REQUIREMENTS: Find every line in the items below that contains the word "metal" and copy each one out. Letter case matters.
--- START OF THE INPUT ---
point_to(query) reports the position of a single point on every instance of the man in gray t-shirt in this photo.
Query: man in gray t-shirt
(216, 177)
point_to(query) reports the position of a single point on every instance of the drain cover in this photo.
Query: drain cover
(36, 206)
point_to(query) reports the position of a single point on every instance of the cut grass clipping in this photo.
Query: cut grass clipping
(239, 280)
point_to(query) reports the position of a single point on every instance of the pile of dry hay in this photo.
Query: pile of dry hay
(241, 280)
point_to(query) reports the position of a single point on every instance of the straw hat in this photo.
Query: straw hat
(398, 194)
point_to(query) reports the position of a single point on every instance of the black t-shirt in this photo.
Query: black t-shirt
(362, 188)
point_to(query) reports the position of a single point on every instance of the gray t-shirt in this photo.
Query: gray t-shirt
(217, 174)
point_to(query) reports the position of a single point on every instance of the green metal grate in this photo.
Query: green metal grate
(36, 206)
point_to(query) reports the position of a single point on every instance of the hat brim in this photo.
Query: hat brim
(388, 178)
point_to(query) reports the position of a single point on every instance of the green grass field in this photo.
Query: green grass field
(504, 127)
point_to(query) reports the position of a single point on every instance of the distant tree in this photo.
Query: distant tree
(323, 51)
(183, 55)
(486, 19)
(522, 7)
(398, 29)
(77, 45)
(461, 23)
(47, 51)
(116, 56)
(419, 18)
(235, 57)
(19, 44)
--- END OF THE INPUT ---
--- START OF THE INPUT ---
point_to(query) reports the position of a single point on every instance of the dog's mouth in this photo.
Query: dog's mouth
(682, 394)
--- END OF THE INPUT ---
EXERCISE ANSWER:
point_to(query) reports the position of a single point on every instance of the green metal grate in this photo.
Query: green metal grate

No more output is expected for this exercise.